Problems and tasks:
1 - In the post about the O2 sensor fault, what code appeared after the drive from the shop?
2 - Edit the O2 sensor post from "It's possible, but" to "gets solved with.", putting "engine control unit" in place of "computer".
3 - Please continue the post about the O2 sensor fault from where it stops.

-------- Extract --------

It's possible, but very rare for the ecu to mislead you, and you usually can't figure that out until you've changed the sensor and then verified the wiring, finally replacing the computer.. That is the order this problem gets solved with.
If you are super cheap and have diagnostic equipment you could test the wiring and heater circuit side of the O2 sensor first. But what is your time worth?
Are you going to drive around now waiting for and worrying about the MIL light coming on again?
Or would you rather i tell you to do something crazy like remove your downpipes and have them ceramic coated inside and out which will help with containing heat in your exhaust to warm a sensor that the ecu didn't ever say wasn't warm enough?
So I had DP installed end of August, spacers arrived and installed, but one side required a 90 degree adapter. I have been driving code free since 7SEP, and then today was coming from the shop for cosmetic work, and I get CEL, and the code is P0060 (Generic - Powertrain) H)2S Heater Resistance Bank 2 Sensor 2 as Confirmed and Pending codes. I tried clearing it and it would not clear. It also felt like I had less power in all modes (especially S+). Looking it up, it seems like the O2 sensor is not heating enough and so it is throwing a fault. I have not come across much info about the P0060 code, but there was a W212 Discussion about it here: https://mbworld.org/forums/w212-amg/...need-help.html .

-------- Record extracts --------

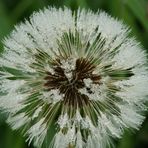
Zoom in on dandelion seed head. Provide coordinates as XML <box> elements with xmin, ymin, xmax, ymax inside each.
<box><xmin>0</xmin><ymin>8</ymin><xmax>148</xmax><ymax>148</ymax></box>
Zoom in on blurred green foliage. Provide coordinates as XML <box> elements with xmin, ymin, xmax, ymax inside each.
<box><xmin>0</xmin><ymin>0</ymin><xmax>148</xmax><ymax>148</ymax></box>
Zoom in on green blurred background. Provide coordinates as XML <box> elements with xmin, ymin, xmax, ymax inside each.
<box><xmin>0</xmin><ymin>0</ymin><xmax>148</xmax><ymax>148</ymax></box>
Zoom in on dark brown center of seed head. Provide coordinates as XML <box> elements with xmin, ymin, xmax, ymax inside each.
<box><xmin>45</xmin><ymin>58</ymin><xmax>101</xmax><ymax>106</ymax></box>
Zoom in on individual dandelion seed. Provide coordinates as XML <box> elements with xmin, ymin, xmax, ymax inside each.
<box><xmin>0</xmin><ymin>8</ymin><xmax>148</xmax><ymax>148</ymax></box>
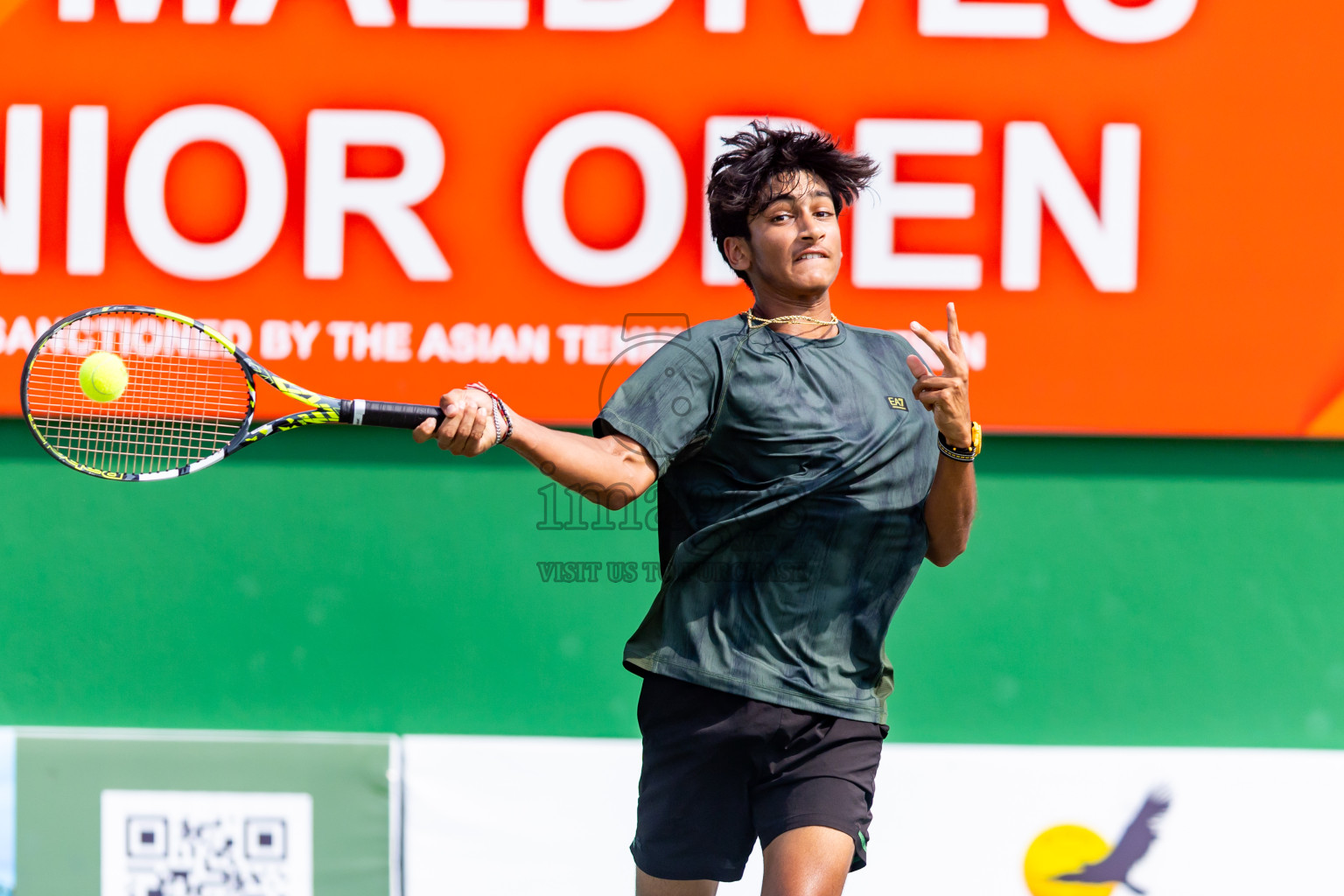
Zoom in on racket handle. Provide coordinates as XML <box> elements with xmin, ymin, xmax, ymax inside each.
<box><xmin>340</xmin><ymin>399</ymin><xmax>444</xmax><ymax>430</ymax></box>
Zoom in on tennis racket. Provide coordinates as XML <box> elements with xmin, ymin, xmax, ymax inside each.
<box><xmin>19</xmin><ymin>304</ymin><xmax>444</xmax><ymax>482</ymax></box>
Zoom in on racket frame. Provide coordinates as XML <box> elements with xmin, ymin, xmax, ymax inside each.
<box><xmin>19</xmin><ymin>304</ymin><xmax>444</xmax><ymax>482</ymax></box>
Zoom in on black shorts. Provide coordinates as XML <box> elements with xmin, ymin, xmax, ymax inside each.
<box><xmin>630</xmin><ymin>675</ymin><xmax>887</xmax><ymax>881</ymax></box>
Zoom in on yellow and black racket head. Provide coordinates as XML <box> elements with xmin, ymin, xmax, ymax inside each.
<box><xmin>20</xmin><ymin>304</ymin><xmax>256</xmax><ymax>481</ymax></box>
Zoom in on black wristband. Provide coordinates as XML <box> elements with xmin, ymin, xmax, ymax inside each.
<box><xmin>938</xmin><ymin>432</ymin><xmax>978</xmax><ymax>464</ymax></box>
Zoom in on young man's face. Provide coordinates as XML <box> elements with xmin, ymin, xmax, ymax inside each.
<box><xmin>724</xmin><ymin>173</ymin><xmax>842</xmax><ymax>298</ymax></box>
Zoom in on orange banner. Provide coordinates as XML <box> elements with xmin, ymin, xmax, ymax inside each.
<box><xmin>0</xmin><ymin>0</ymin><xmax>1344</xmax><ymax>435</ymax></box>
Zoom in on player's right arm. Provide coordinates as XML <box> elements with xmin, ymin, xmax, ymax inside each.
<box><xmin>413</xmin><ymin>389</ymin><xmax>659</xmax><ymax>510</ymax></box>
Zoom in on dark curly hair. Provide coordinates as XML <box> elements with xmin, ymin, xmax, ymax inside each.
<box><xmin>707</xmin><ymin>121</ymin><xmax>878</xmax><ymax>286</ymax></box>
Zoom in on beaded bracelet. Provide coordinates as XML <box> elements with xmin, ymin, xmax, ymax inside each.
<box><xmin>462</xmin><ymin>382</ymin><xmax>514</xmax><ymax>444</ymax></box>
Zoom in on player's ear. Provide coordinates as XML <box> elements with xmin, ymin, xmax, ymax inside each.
<box><xmin>723</xmin><ymin>236</ymin><xmax>752</xmax><ymax>270</ymax></box>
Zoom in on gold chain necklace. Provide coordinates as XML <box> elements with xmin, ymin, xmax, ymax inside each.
<box><xmin>747</xmin><ymin>308</ymin><xmax>840</xmax><ymax>329</ymax></box>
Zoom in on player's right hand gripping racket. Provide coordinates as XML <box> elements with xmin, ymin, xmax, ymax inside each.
<box><xmin>20</xmin><ymin>304</ymin><xmax>444</xmax><ymax>482</ymax></box>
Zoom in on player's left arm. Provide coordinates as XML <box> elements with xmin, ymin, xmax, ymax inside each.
<box><xmin>906</xmin><ymin>302</ymin><xmax>976</xmax><ymax>567</ymax></box>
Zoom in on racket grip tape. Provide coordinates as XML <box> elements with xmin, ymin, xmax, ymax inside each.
<box><xmin>340</xmin><ymin>399</ymin><xmax>444</xmax><ymax>430</ymax></box>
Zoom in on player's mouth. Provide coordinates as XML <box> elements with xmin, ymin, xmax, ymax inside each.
<box><xmin>793</xmin><ymin>248</ymin><xmax>830</xmax><ymax>262</ymax></box>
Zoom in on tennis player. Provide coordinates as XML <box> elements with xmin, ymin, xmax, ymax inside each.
<box><xmin>416</xmin><ymin>122</ymin><xmax>980</xmax><ymax>896</ymax></box>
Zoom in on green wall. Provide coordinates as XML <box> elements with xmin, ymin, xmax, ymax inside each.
<box><xmin>0</xmin><ymin>421</ymin><xmax>1344</xmax><ymax>748</ymax></box>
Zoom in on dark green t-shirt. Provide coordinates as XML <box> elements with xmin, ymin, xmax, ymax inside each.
<box><xmin>592</xmin><ymin>314</ymin><xmax>938</xmax><ymax>723</ymax></box>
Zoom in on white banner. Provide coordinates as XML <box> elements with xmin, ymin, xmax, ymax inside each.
<box><xmin>0</xmin><ymin>728</ymin><xmax>18</xmax><ymax>896</ymax></box>
<box><xmin>404</xmin><ymin>736</ymin><xmax>1344</xmax><ymax>896</ymax></box>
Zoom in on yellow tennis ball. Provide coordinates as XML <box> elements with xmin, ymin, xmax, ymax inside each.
<box><xmin>80</xmin><ymin>352</ymin><xmax>126</xmax><ymax>402</ymax></box>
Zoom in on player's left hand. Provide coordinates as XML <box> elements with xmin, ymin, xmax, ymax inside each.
<box><xmin>906</xmin><ymin>302</ymin><xmax>970</xmax><ymax>447</ymax></box>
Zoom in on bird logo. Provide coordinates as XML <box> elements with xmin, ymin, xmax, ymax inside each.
<box><xmin>1023</xmin><ymin>790</ymin><xmax>1172</xmax><ymax>896</ymax></box>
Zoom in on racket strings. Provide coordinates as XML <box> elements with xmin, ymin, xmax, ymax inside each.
<box><xmin>28</xmin><ymin>312</ymin><xmax>251</xmax><ymax>472</ymax></box>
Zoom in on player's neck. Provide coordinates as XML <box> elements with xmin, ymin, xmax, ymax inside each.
<box><xmin>752</xmin><ymin>289</ymin><xmax>840</xmax><ymax>339</ymax></box>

--------

Responses to the tasks:
1 - P0060, H)2S Heater Resistance Bank 2 Sensor 2.

2 -
It's possible, but very rare for the ecu to mislead you, and you usually can't figure that out until you've changed the sensor and then verified the wiring, finally replacing the engine control unit.. That is the order this problem gets solved with.

3 -
It sounds like one of the O2 sensors is not heating up properly all of a sudden - it was 70 degrees out today, and I have driven the car with spacers on days that were 45 degrees, so environment is not likely the cause. Could the sensor have gone bad, or do I just need to get the sensor hotter? I would like to avoid tuning the ECU to minimize problems with the warranty, so prefer a physical fix. Some of the solutions recommended in the thread above were to use a shorter spacer or wrap the sensor in heat wrap - would the turbo blanket from Modal have the same effect, since it effectively traps the heat in the direction of the exhaust and cats?
Anyone else tried any other solutions?